**Passage:**
(begin)

I'm not pointing to his commentary on Bitcoin or whatever. I was just stating a fact, that Dimon isn't considered brilliant by any Mark by industry insiders in finance, just lucky during 08. He has been wrong on a lot of things, even though I actually agree with his crypto thesis.
I’m not sure what you mean, his bank was the strongest and most highly capitalized during 2008. He famously had to be brow beaten into accepting federal bailout money.
And brilliant doesn’t mean perfect. he’s had his share of mistakes, but his business record is one of the best.
a.) Jamie Dimon had nothing to do with JPMorgan's strong financial position in 2008. He just lucked into the fact that JPM was not exposed to MBSs as heavily as the others. JPM did get exposed mightily in the flash crash of 2012 though, and that was under his watch.
2.) Where do you get this info that he was "brow-beaten" into accepting Fed money? Many of the banks, including others such as Wells Fargo and Boa didn't need the money either. That was just Hank Paulson's way of compensating them for the really expensive acquisitions, which none of the banks wanted to do really (JPM got Chase, Wells Fargo got Wachovia, BoA got Merrill Lynch, Buffett got Goldman Sachs and Lehman was left to die).
3.) There are way more brilliant bankers and financiers than Dimon in the financial industry. Steven Schwarzman and Peter Peterson built a behemoth investment firm from the ground up. Sergio Ermotti just engineered one of the best turnarounds for a big bank at UBS. Blankfein and now Solomon effectively shifted GS from their S&T desks to give more power to the Strats Tech teams, effectively changing the culture at GS, a sector where JPM is effectively lagging in spite of being the largest bank with the biggest resources. And this is not even taking into account some of the more brilliant bankers abroad.
Compared to nitwists like Thain or Corbat or whoever, sure Jamie Dimon beats them. But there are way more brilliant bankers who actually built something. Jamie is the classic example of happened to be at the right place at the right time.
I honestly don't know how this hero-worship of Dimon came to be - maybe it's those memes they have running around.
1.) It's standard practice for COOs to take over when CEOs leave. Jamie Dimon's COO position was a result of the merger between Bank One and JPMorgan. Nothing unique.
2.) Different banks had different focus areas, and not everyone jumped into the MBS bandwagon. If you notice, all investment-banking oriented banks got rekted while all the consumer banks stayed afloat, bar some exceptional risky bets by the likes of Wachovia and Chase. All the survivors were consumer banks eating up investment banks.
3.) A profit that can be attributed from the consumer banking side.
4.) Most of the annualized return you mentioned comes from 2017 on, when the tax cuts came. Not the 15 years you mention. Before that, it was lagging at 50$ per share.
1) yes he was second in command got 4 years, and in total control for two more, how is that not give him huge influence on the banks capital structure?

(end)

Stored entries:
(begin)

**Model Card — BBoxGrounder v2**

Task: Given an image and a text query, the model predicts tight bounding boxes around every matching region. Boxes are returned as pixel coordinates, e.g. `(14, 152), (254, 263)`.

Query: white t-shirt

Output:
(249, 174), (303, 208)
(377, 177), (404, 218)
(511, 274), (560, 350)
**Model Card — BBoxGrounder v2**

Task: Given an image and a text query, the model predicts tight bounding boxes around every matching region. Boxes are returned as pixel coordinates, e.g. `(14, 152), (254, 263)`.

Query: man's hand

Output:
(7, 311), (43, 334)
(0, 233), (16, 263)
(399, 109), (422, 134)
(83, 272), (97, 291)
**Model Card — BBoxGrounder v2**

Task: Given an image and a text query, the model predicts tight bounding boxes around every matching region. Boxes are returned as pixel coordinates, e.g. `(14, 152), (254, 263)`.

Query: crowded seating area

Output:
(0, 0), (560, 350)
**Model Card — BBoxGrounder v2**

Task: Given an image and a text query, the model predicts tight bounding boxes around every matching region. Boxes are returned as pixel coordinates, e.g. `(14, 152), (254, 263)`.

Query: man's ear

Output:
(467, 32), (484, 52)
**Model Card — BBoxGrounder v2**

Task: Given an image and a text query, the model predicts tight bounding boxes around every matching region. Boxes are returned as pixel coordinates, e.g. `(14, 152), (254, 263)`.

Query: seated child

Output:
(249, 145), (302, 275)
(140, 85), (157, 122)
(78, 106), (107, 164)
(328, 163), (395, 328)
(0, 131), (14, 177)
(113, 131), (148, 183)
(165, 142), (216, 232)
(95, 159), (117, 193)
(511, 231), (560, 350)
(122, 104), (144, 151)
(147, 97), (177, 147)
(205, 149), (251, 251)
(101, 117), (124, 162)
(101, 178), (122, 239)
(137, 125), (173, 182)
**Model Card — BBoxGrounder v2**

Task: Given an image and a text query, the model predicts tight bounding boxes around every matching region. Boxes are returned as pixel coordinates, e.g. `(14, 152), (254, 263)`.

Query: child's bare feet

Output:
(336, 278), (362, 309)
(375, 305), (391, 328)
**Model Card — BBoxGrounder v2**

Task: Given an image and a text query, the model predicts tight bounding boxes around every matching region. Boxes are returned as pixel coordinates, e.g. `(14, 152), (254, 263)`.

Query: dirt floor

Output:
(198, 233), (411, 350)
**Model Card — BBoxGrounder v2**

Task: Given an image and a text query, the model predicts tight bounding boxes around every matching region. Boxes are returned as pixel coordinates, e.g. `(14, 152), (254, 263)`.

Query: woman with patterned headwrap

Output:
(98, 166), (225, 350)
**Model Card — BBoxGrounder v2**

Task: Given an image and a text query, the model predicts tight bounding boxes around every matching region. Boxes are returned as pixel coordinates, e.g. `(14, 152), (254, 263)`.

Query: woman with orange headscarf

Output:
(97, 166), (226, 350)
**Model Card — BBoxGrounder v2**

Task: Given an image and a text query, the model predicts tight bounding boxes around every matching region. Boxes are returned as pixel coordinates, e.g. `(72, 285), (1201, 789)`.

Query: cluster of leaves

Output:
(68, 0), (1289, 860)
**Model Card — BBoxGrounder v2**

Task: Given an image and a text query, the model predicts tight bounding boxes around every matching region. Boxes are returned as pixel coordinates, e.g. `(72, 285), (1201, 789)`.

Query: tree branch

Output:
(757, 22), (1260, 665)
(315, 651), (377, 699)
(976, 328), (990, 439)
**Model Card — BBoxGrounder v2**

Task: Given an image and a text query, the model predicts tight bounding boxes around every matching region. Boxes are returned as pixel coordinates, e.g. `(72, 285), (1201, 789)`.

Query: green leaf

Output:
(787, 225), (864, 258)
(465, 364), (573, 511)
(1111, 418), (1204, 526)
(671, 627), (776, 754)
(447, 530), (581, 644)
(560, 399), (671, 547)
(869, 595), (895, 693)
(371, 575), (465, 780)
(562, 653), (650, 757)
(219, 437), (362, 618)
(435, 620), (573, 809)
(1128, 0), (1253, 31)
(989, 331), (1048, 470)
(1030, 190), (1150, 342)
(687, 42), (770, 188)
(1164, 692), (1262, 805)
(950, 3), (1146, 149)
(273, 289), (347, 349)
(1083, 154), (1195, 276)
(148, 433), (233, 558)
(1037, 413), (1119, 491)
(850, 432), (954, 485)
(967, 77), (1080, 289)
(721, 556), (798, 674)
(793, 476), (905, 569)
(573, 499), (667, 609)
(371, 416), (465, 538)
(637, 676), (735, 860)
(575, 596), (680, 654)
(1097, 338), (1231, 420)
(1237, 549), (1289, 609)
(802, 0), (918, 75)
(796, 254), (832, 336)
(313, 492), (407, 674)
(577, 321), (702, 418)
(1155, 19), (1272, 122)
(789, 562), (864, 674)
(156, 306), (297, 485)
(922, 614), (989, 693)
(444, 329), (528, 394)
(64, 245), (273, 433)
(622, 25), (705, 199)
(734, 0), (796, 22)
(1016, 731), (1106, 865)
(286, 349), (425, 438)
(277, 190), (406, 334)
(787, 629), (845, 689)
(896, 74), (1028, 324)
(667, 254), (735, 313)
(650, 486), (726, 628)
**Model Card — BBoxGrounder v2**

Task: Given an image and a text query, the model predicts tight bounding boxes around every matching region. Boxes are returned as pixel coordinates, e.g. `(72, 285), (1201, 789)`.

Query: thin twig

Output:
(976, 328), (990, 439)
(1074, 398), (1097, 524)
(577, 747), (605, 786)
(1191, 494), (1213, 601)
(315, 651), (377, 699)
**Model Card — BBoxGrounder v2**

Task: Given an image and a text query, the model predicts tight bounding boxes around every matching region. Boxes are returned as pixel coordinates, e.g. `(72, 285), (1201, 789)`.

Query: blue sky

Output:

(end)

Return the part of the discussion about Jamie Dimon from "I'm not pointing" up to and including "of the best.", word for word.

I'm not pointing to his commentary on Bitcoin or whatever. I was just stating a fact, that Dimon isn't considered brilliant by any Mark by industry insiders in finance, just lucky during 08. He has been wrong on a lot of things, even though I actually agree with his crypto thesis.
I’m not sure what you mean, his bank was the strongest and most highly capitalized during 2008. He famously had to be brow beaten into accepting federal bailout money.
And brilliant doesn’t mean perfect. he’s had his share of mistakes, but his business record is one of the best.